KETENTUAN TUGAS: Tuliskan lanjutan tulisan tentang lunturnya karakter kebangsaan akibat masuknya budaya baru, dimulai sesudah kalimat terakhir yang ditampilkan.

KUTIPAN HALAMAN:
--- --- ---
Kemajuan ilmu pengatahuan dan teknologi yang begitu pesat dalam berbagai sektor kehidupan. Ditambah lagi  masuknya budaya baru menyebabkan berkembangnya gaya hidup baru menjadi gaya hidup yang ditiru di tengah masyarakat, khususnya generasi muda.
Nilai baru yang devisiasinya muncul dalam berbagai gaya hidup baru sehingga munculnya "Penyewengan terhadap budaya kebangsaan berupa hilangnya nilai kesederhanaan, cinta kepada Allah dan alam semesta beserta isinya, tanggungjawab, disiplin dan mandiri, jujur, hormat dan santun, kasih sayang, peduli, dan kerja sama, percaya diri, kreatif, kerja keras dan pantang menyerah, keadilan dan kepemimpinan, baik dan rendah hati, dan toleransi, cinta damai dan persatuan.
Merosotnya etos perjuangan, merebaknya budaya instan, bahkan menjadikan hedonisme sebagai budaya baru di tengah masyarakat.
Kokoh dan rapuhnya ketangguhan budaya suatu bangsa tergantung pada kesadaran warga bangsanya terhadap karakter kebangsaannya sebagai pedoman jati dirinya.
Kesadaran masyarakat yang rendah terhadap budaya kebangsaan, memperkokoh masuknya budaya asing dan merasuki kehidupan bermasyarakat sebagai budaya baru. Apalagi didukung oleh manusia Indonesia yang sangat fleksibel, adaptif dan dinamis.
Karakter masyarakat Bangsa ini mudah menyesuaikan diri dengan budaya baru dan menyatu dalam bingkai Negara Kesatuan Republik Indonesia. Sehingga apapun nilai, kepercayaan dan keyakinan yang masuk ke nusantara selalu melebur dalam khas dan karakter nusantara. Namun, karakter ini akan menjadi boomerang apabila masyarakat tidak memiliki karakter kebangsaan yang kuat dalam menghadapi pembaharuan dan perubahan.
Realitas zaman ini ditandai dengan memudarnya kerifan bangsa seiring dengan perubahan zaman dan munculnya pergeseran nilai di tengah masyarakat.
Ketidakmampuan masyarakat dalam melestarikan kearifan tersebut sejalan dengan serbuan nilai baru yang mengimpit masyarakat melalui berbagai isntrumen dan media. Sajian nilai baru yang massif telah menggerus nilai dan pengatuan kearifan lokal hingga karakter berbangsa pun menjadi berubah. Sikap individualis, apatis, asosial, intoleran, dan praktek kekerasan menjadi nilai baru sebagai cara pandang melihat realitas sosial di sekitarnya.
--- --- ---
BAGIAN DATA:
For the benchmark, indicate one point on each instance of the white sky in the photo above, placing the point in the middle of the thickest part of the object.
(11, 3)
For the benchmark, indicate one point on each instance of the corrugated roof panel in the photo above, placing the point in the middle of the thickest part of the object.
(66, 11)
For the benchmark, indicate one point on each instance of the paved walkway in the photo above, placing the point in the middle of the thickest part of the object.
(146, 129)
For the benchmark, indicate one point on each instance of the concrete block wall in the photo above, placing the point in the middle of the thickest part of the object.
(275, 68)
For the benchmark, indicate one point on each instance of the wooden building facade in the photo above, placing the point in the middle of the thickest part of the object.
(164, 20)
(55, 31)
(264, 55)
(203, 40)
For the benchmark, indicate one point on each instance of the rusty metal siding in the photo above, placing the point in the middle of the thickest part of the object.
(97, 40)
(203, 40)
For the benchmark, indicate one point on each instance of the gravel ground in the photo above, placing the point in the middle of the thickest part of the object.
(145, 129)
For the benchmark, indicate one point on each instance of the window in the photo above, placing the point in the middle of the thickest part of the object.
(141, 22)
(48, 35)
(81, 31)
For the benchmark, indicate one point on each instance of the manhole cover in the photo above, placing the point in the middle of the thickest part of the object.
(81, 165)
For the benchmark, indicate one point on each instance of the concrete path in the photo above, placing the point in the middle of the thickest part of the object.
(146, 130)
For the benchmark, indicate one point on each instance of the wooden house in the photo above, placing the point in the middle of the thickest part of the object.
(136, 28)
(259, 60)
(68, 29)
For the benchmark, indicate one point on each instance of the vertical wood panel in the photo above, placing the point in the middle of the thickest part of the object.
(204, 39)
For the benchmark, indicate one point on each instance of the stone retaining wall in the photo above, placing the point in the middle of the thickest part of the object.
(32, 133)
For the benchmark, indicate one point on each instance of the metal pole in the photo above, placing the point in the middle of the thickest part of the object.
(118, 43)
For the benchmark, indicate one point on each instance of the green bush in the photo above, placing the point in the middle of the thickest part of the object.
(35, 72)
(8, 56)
--- --- ---
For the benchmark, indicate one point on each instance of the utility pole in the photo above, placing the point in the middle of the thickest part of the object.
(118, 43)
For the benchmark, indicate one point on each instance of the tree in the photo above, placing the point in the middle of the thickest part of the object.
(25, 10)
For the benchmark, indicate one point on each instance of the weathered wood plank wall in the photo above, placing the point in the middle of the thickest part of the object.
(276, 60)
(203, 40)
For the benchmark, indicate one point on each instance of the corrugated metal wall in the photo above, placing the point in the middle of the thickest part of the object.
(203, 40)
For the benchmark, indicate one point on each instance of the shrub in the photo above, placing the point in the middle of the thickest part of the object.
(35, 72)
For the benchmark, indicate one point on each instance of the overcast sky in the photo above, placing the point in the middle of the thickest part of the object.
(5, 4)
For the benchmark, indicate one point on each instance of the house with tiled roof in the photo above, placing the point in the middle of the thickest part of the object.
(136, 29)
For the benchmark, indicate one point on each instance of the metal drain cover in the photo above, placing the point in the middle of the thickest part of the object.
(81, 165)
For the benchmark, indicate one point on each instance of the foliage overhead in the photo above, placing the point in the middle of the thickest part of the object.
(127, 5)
--- --- ---
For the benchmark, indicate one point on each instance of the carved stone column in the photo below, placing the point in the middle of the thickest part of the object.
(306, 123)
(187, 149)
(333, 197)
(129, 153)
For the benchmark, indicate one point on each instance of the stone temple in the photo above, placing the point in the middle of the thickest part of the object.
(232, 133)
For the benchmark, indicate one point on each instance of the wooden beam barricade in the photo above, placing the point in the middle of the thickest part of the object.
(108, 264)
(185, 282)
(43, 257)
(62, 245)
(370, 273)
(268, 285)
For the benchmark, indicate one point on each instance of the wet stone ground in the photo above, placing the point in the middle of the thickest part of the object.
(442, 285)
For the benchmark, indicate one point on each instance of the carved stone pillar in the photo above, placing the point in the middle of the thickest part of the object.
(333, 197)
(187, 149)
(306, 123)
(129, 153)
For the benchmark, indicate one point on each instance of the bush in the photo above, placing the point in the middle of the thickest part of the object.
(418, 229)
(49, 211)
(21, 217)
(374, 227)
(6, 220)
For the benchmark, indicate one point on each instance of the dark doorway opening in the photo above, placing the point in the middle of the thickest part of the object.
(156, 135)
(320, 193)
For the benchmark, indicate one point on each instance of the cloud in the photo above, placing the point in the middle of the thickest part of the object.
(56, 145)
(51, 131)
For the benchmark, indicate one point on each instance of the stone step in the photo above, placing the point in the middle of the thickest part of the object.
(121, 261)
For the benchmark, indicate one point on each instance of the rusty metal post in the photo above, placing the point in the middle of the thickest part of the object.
--- --- ---
HASIL TUGAS:
Masyarakat Indonesia dengan budi daya tinggi dan sangat menghargai keragaman, sopan, santun, ramah, rendah hati, gotong royong dikejutkan dengan hadirnya wajah baru masyarakat yang senang menghibur dengan fitnah, hasutan, cemoohan dan gampang mencaci maki dan tidak merasa bersalah apabilah melakukan kesalahan. Budaya rendah hati dan minta maaf serta bersyukur menjadi barang langkah.
Apa yang dipaparkan tersebut di atas bukan hal spele yang mudah diremehkan tetapi ini masalah fundamental atau masalah mendasar kebangsaan yang harus ditangani secara mendasar sampai ke akar-akarnya.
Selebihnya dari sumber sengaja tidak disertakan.